### Supplied records ###

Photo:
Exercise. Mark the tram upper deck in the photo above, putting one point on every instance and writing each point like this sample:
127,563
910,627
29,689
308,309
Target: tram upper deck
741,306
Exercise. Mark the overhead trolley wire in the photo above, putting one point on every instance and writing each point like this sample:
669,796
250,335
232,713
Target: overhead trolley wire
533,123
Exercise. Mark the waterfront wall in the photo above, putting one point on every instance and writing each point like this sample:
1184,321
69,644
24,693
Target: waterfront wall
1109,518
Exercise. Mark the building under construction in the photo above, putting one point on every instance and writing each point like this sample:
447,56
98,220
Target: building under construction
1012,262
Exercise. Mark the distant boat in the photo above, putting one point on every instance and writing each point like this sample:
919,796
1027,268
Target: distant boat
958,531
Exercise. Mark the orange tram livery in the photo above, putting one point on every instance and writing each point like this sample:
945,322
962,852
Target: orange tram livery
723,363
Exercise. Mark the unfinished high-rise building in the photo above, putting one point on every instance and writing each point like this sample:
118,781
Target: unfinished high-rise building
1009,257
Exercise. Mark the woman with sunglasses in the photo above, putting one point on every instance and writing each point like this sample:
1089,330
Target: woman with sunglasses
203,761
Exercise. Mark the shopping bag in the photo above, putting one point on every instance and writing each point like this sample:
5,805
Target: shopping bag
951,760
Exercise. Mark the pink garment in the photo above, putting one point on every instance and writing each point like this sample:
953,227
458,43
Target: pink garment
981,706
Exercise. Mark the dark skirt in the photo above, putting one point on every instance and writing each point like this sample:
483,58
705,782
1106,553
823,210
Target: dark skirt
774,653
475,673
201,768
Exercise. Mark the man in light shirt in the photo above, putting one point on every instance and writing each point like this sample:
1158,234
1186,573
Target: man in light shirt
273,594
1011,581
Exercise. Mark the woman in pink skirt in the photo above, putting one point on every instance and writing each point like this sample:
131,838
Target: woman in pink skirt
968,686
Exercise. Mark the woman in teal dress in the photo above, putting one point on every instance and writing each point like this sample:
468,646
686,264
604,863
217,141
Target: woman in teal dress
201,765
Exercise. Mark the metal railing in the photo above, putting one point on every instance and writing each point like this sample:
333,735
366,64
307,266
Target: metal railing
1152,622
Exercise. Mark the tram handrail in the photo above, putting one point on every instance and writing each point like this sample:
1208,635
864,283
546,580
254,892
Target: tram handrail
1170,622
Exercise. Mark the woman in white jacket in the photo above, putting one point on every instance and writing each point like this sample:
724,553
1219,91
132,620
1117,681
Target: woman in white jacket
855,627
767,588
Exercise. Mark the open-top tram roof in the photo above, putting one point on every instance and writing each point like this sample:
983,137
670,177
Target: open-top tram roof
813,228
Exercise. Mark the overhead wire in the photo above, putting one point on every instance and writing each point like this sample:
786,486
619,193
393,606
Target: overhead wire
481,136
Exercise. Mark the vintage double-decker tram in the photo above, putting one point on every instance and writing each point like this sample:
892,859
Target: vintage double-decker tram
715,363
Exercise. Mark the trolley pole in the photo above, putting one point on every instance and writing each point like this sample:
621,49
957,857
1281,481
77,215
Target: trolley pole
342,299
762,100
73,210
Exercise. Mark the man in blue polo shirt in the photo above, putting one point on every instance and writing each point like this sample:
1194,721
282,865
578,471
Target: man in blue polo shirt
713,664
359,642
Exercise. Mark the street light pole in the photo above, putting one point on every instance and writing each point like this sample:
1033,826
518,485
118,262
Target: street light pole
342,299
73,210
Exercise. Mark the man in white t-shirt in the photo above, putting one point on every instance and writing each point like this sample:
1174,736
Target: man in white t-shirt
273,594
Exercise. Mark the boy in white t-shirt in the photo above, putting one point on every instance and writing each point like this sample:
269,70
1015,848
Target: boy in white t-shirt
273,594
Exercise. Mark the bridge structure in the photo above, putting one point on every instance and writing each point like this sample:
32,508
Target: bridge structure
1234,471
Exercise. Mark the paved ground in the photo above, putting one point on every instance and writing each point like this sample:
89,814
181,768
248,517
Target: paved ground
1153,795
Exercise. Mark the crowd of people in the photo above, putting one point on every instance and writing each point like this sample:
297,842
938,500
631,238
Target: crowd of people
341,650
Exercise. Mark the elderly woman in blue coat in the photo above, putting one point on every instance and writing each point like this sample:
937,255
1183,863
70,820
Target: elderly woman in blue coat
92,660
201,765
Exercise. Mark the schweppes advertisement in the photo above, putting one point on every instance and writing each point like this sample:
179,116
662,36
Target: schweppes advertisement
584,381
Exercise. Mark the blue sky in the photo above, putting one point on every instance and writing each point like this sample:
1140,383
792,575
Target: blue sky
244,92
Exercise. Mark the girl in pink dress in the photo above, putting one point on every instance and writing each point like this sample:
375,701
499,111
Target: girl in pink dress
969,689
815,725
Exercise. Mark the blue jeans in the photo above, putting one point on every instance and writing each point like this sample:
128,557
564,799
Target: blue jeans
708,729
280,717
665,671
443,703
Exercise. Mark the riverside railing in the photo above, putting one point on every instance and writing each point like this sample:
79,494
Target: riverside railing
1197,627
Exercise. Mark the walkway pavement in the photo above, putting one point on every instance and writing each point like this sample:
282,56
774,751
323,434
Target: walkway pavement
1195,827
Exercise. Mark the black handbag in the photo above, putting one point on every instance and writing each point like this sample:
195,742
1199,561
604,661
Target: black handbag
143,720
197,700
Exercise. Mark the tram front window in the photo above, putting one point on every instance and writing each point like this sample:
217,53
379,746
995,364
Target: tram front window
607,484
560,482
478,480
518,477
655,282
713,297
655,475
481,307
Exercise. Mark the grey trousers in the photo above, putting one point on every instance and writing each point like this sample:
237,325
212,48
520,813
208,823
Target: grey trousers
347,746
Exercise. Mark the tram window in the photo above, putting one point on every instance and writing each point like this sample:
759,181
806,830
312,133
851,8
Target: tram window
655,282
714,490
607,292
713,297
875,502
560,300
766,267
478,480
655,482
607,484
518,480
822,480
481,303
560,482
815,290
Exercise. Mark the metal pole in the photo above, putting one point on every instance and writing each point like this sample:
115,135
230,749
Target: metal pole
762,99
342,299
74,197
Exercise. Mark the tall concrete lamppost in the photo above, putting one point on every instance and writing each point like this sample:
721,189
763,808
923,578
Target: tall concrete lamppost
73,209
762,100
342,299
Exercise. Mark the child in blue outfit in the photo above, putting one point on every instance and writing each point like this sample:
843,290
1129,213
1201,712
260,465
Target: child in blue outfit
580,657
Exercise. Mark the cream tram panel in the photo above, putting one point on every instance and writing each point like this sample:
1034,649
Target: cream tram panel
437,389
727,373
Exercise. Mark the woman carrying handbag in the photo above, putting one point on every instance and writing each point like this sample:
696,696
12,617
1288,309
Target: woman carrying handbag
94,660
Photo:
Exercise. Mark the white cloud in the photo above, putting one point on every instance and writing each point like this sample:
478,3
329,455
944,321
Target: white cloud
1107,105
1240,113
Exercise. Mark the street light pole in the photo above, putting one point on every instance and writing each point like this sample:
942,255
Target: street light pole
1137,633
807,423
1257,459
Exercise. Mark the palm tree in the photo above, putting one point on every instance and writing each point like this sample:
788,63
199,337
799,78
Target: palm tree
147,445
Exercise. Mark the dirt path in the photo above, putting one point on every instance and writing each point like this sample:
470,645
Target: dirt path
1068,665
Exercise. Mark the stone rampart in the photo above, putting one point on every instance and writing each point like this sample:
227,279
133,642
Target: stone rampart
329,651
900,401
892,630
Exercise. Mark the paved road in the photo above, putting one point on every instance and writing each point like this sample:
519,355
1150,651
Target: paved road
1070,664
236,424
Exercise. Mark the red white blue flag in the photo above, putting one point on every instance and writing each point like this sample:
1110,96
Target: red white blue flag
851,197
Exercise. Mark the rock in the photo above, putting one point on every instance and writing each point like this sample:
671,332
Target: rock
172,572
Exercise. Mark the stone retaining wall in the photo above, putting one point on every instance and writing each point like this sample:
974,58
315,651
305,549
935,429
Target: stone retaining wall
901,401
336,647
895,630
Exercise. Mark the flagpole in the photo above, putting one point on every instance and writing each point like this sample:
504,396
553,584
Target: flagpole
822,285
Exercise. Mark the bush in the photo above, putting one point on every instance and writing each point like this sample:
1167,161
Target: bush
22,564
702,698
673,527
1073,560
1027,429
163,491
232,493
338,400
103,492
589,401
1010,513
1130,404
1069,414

###

Directions:
Write out once more the lines above beginning at the line with "Exercise. Mark the stone retaining"; continue through the final line and stop there.

Output of the task:
Exercise. Mark the stone retaining wall in the photo above, putting one point on every instance and writing each point like this sample:
974,58
315,651
305,549
935,429
Target: stone retaining wall
901,401
336,647
895,630
Exercise. Mark the flagpole in the photo above, putting one point on every instance and writing each point like this sample:
504,396
553,584
Target: flagpole
822,285
Exercise. Mark the bush in the photo above, putting one point on every instance and writing each point like this sample:
1167,161
Target: bush
22,564
702,698
673,527
1073,560
1027,429
163,491
232,493
338,400
103,492
589,401
1010,513
1130,404
1069,414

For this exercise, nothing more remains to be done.